**** DOCUMENT EXCERPT

Thermogravimetric analysis (TGA) of WSBAC at different temperatures is shown in Figure 6. It shows that weight loss consists of two distinct steps. The first stage at the temperature range of (301–353 K) corresponds to a rapid loss of about 16.66% of the sample weight due to non-dissociative physically absorbed water molecules on the surface by hydrogen bonding. The weight loss at this temperature is due to the dehydration of these water molecules. The second weight loss in the temperature range of 353–1066 K is 48.07%, which corresponds to a reduction in carbonaceous residues. From the TGA graph, the weight percentage of walnut shell biomass activated carbon decreased from 100% to 35.27% when the temperature increased from 307.8 to 1066.36 K. The biomass exhibited thermal stability since 35.27% remained as carbonaceous residue even at 1066.36 K. The zero-point charge (pH_zpc) of the adsorbent was found to be at pH 7 (Figure 7). This indicates that the surface of WSBAC will be positively charged at a pH below 7 and negatively charged at a pH above 7.

2.4. Analysis of Batch Adsorption Studies for the Removal of RBBR Dye from Wastewater

2.4.1. Effect of Initial pH

During the adsorption process, the pH of the solution plays a significant role which can have an impact on the charge of the adsorbent. It can influence the dissociation of functional groups present on the binding sites of the adsorbent. Figure S2 demonstrates that the removal efficiency of RBBR dye decreased from 92.34% to 19.84% by WSBAC over a pH range between 2 and 12. At pH 2, a considerable electrostatic interaction exists between the protonated binding sites of the adsorbent and anionic dye molecules. As the pH of the solution increases, the active sites on the surface of the adsorbent will be deprotonated by the presence of excess OH⁻ ions, hence resulting in the number of negatively charged sites increasing, which may lead to higher electrostatic repulsion between the dye molecules and the surface of the adsorbent. In addition, the lower decolorization efficiency of RBBR observed at basic pH is also due to competition between the excess hydroxyl ions and the negatively charged dye ions for the adsorption binding sites [38].

2.4.2. Effect of WSBAC Adsorbent Dosage

Accounting for a cost-effective system, it is important to evaluate the optimum dosage of adsorbent required to efficiently remove the color from wastewater. The effect of WSBAC dosage on color removal of RBBR was studied by varying the dosage from 2 to 12 g L⁻¹ at pH 2. Figure S3 shows that the decolorization efficiency of RBBR increased from 52.26% to 98.34%, but the dye concentration at equilibrium (C_e) decreased from 83.545 to 2.905 mg L⁻¹ with the increase in the adsorbent dosage from 2 to 12 g L⁻¹. This may be due to increased adsorbent surface area and the availability of more binding sites for the adsorption of RBBR dye molecules [39]. On the other hand, it was found that the equilibrium adsorption capacity, q_e, decreased from 45.73 mg g⁻¹ to 14.34 mg g⁻¹ with the increase in the adsorbent dosage (figure not shown). This is mainly due to the decrease in the flux between the dye concentration in the solution and that at the surface of the adsorbent. Thus, the competition for the availability of active sites for the adsorption of dye decreases with the increase in the adsorbent dosage [4]. This implies that as the number of particles increases, there might be many adsorbent particles in solution, which might cause the overlapping of adsorption binding sites or adsorbed species, causing the particles to aggregate, thereby resulting in reduced adsorption active sites per unit mass of the adsorbent [35].

********

▶ **PROBLEMS**
1. Please decide whether each statement agrees with the excerpt on walnut shell activated carbon, answering yes or no and quoting the words from it that decide the matter. (a) The zero-point charge of the adsorbent was found at pH 7. (b) The second weight loss stage accounted for about 16.66% of the sample weight. (c) The dosage study varied the adsorbent from 2 to 12 g L⁻¹ at pH 7.
2. List every figure that the excerpt on walnut shell activated carbon refers to by number.

**** PROVIDED INFORMATION

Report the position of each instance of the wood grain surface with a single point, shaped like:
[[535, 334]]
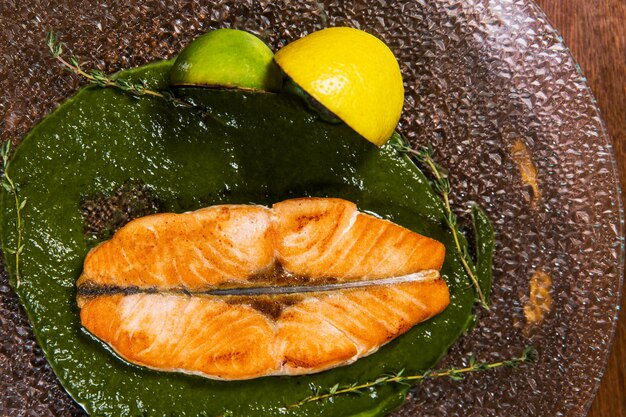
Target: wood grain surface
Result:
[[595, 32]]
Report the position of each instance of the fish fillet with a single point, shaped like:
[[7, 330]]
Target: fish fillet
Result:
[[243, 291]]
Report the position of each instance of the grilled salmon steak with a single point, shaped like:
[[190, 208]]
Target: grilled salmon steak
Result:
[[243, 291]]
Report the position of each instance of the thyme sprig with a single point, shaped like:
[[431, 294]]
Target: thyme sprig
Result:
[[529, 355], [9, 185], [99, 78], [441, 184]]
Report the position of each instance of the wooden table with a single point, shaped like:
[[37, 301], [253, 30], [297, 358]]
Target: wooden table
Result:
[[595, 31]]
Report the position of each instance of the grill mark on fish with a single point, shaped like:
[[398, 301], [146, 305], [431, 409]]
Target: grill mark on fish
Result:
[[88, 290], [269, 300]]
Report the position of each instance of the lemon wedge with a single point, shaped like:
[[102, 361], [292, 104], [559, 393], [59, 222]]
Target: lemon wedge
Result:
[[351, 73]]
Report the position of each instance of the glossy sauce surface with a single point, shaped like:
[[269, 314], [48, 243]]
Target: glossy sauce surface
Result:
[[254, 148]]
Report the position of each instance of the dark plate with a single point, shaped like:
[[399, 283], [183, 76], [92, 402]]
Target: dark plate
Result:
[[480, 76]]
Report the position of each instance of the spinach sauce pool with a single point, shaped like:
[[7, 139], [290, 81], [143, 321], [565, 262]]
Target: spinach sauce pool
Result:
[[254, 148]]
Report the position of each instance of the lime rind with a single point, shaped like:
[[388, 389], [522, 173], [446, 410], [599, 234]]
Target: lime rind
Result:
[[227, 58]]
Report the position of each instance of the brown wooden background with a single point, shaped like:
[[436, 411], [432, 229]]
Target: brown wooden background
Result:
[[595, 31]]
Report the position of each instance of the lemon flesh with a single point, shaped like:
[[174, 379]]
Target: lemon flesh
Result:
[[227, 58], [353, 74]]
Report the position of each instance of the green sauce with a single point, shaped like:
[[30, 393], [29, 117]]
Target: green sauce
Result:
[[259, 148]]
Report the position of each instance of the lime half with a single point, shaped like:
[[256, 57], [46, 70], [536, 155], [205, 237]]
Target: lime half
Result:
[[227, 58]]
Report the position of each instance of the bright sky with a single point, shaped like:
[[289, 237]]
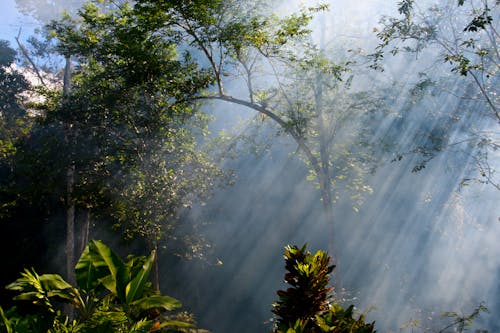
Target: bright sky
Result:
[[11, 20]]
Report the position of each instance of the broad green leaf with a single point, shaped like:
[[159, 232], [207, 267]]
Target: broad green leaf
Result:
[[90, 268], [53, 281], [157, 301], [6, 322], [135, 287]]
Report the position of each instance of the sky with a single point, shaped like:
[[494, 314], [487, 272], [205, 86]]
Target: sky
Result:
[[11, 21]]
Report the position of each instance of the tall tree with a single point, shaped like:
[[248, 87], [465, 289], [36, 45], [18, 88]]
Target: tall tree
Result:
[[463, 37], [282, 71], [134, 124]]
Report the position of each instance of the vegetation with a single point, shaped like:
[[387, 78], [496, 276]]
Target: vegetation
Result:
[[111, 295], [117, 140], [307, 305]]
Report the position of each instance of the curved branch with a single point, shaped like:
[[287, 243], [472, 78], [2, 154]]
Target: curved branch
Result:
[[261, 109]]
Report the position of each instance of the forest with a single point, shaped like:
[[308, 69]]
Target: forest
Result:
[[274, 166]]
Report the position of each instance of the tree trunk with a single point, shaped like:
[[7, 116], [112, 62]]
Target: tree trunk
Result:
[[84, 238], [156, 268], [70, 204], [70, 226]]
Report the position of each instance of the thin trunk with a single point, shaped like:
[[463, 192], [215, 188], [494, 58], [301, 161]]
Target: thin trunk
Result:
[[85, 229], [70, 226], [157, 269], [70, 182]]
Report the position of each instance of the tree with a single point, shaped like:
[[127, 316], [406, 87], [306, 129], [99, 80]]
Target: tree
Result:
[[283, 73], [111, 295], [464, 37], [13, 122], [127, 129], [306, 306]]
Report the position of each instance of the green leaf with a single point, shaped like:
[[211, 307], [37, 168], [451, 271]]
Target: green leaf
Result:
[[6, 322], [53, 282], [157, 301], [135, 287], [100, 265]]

********

▶ **EXERCISE SOLUTIONS**
1.
(a) Yes: "The zero-point charge (pH_zpc) of the adsorbent was found to be at pH 7"
(b) No: "The second weight loss in the temperature range of 353–1066 K is 48.07%"
(c) No: "by varying the dosage from 2 to 12 g L⁻¹ at pH 2"

2. Figure 6, Figure 7, Figure S2, Figure S3